● CHALLENGE: Can you revise the records below so that every "innermost point" reads "most interior point", with everything else unchanged and the pictures left out?

● MATERIAL FOR THE TASK:

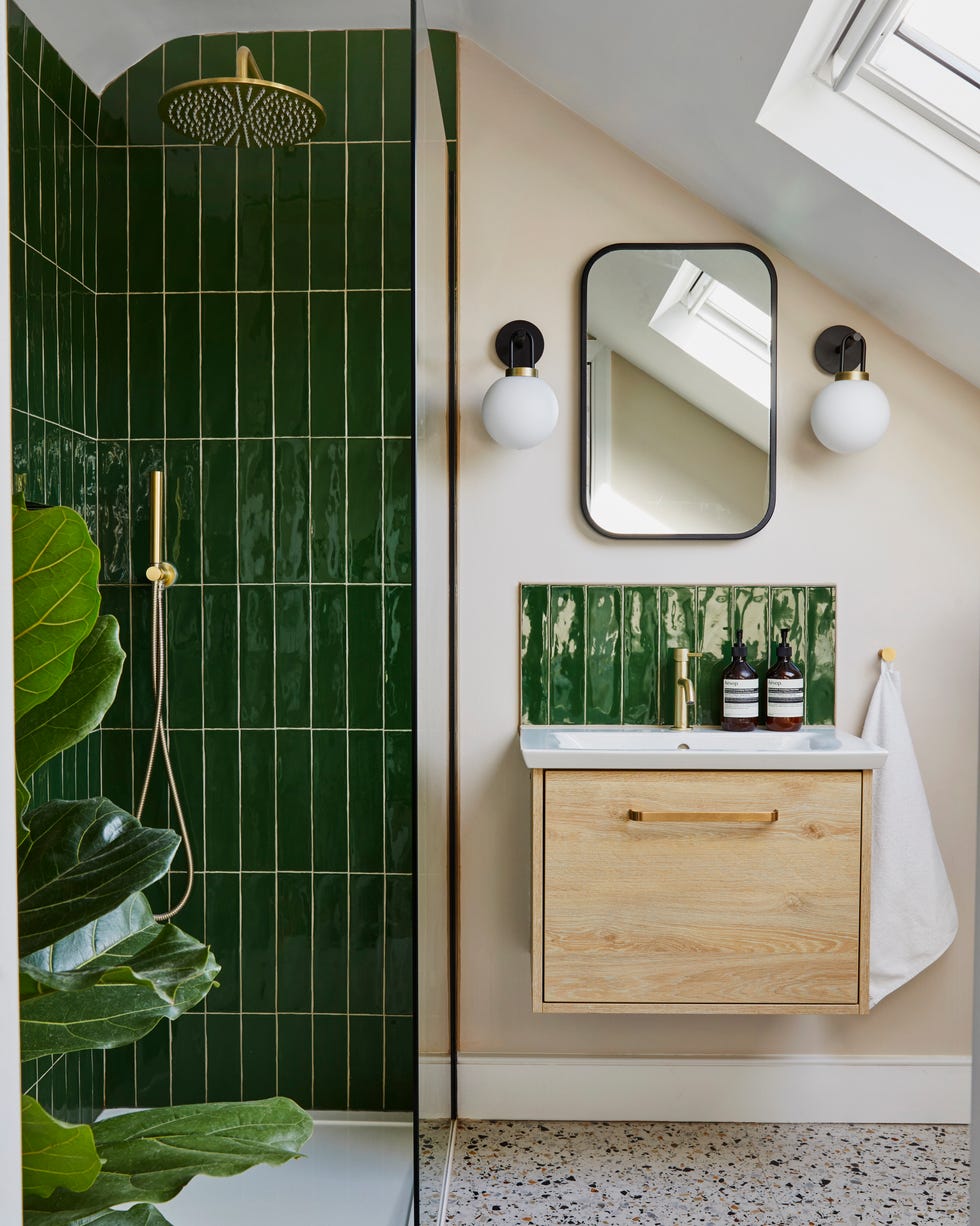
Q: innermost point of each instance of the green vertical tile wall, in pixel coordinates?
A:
(604, 654)
(243, 320)
(53, 369)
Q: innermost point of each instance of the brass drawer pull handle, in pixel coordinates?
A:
(770, 815)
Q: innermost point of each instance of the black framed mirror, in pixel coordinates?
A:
(678, 390)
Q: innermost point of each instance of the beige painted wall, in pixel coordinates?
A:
(897, 529)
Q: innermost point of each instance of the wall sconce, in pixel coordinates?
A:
(851, 413)
(519, 410)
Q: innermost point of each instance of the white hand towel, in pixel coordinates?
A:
(913, 912)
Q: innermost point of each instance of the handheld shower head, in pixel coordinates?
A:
(244, 109)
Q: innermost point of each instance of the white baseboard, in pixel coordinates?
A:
(778, 1089)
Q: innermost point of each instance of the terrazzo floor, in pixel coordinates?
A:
(702, 1175)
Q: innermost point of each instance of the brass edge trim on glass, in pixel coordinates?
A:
(638, 815)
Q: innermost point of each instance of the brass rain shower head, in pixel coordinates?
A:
(244, 109)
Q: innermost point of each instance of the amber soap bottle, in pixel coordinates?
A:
(784, 692)
(740, 692)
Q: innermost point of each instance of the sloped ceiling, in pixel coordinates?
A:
(680, 83)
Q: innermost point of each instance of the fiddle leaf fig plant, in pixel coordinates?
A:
(97, 970)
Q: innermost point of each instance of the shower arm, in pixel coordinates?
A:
(158, 571)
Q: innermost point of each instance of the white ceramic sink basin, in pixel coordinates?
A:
(637, 748)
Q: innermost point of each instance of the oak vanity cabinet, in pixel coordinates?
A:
(700, 891)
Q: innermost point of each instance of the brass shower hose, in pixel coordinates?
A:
(161, 736)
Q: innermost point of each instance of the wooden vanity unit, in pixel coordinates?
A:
(700, 891)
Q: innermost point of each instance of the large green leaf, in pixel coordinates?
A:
(55, 1155)
(82, 858)
(151, 1155)
(76, 708)
(142, 974)
(55, 600)
(139, 1215)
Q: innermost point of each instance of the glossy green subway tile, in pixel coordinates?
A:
(398, 217)
(259, 938)
(183, 510)
(328, 509)
(222, 920)
(254, 220)
(399, 644)
(364, 85)
(220, 352)
(188, 1070)
(642, 655)
(294, 1078)
(146, 220)
(221, 798)
(364, 193)
(294, 944)
(254, 365)
(291, 217)
(535, 644)
(113, 238)
(185, 650)
(398, 509)
(366, 801)
(220, 656)
(330, 943)
(604, 658)
(364, 509)
(258, 644)
(145, 85)
(328, 233)
(330, 1062)
(366, 1061)
(367, 942)
(328, 55)
(223, 1064)
(400, 1047)
(258, 815)
(291, 380)
(330, 801)
(714, 644)
(821, 663)
(399, 793)
(254, 510)
(293, 799)
(182, 206)
(326, 363)
(292, 509)
(218, 217)
(183, 388)
(258, 1056)
(399, 926)
(398, 71)
(218, 511)
(329, 614)
(292, 657)
(567, 676)
(146, 364)
(153, 1068)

● SOLUTION TO THIS TASK:
Q: most interior point of each instance of the green vertical tile wall, in pixel coordinates?
A:
(604, 654)
(243, 320)
(53, 369)
Q: most interior point of each instance of the brass drawer pull handle, in pixel coordinates?
A:
(770, 815)
Q: most interior point of each instance of the black framed mirror, in pixel coordinates?
A:
(678, 390)
Q: most interior point of each instance of the beige painted wall, in pixel coordinates?
A:
(897, 529)
Q: most interior point of each instance of the wall sconce, in pixel coordinates?
A:
(851, 413)
(519, 410)
Q: most interior point of each instance of the white hand towel, in pixel coordinates?
A:
(913, 912)
Q: most interior point of each instance of the handheld shower head, in pixel coordinates?
A:
(244, 109)
Q: most interior point of each instance of the white baseboard, in pixel coordinates?
A:
(778, 1089)
Q: most interior point of each instance of the terrazzo floor, in pixel coordinates?
A:
(702, 1175)
Q: most interior point of each instance of the brass edge trim on glass, in pixel coordinates?
A:
(638, 815)
Q: most interior point of each instance of the brass rain shower head, in pixel coordinates?
A:
(244, 109)
Q: most interior point of each instance of the amber soap bottle, in pixel coordinates?
A:
(784, 692)
(740, 692)
Q: most interior point of each instance of the sloped ceiling, in pixel coordinates?
A:
(680, 83)
Q: most interior point of each instance of the fiddle leaf fig plant, in pixel coordinates?
A:
(97, 970)
Q: most interior point of each instance of the shower arm, in pixel coordinates?
A:
(158, 571)
Q: most interior point of each instance of the white ceramic sink basin, in pixel coordinates?
A:
(637, 748)
Q: most interior point of each instance of the oak vanity cabinet, in pixel coordinates?
A:
(700, 891)
Q: most interior point of each instance of the brass shower hose, in pixel coordinates?
A:
(161, 736)
Q: most interior point of each instance of the wooden vanity unit, in pixel coordinates?
A:
(700, 891)
Q: most interior point of each instance of the large green leaf, in pixel coordinates?
A:
(55, 1155)
(82, 858)
(151, 1155)
(76, 708)
(142, 974)
(55, 600)
(139, 1215)
Q: most interior point of each instance of the glossy green subway tile, in pixel coordinates?
A:
(398, 217)
(259, 938)
(183, 510)
(328, 509)
(222, 920)
(254, 220)
(399, 644)
(364, 85)
(220, 352)
(188, 1070)
(642, 655)
(294, 1078)
(146, 220)
(221, 798)
(364, 193)
(294, 944)
(254, 365)
(291, 217)
(535, 644)
(113, 238)
(185, 650)
(398, 509)
(366, 801)
(220, 656)
(330, 943)
(604, 658)
(364, 509)
(258, 644)
(145, 85)
(328, 233)
(330, 1062)
(366, 1061)
(367, 942)
(328, 55)
(223, 1064)
(400, 1047)
(258, 815)
(291, 380)
(330, 801)
(714, 644)
(821, 663)
(399, 793)
(254, 510)
(293, 799)
(182, 206)
(326, 363)
(292, 509)
(218, 217)
(183, 388)
(258, 1056)
(399, 926)
(398, 71)
(218, 511)
(329, 614)
(292, 657)
(567, 676)
(146, 364)
(153, 1068)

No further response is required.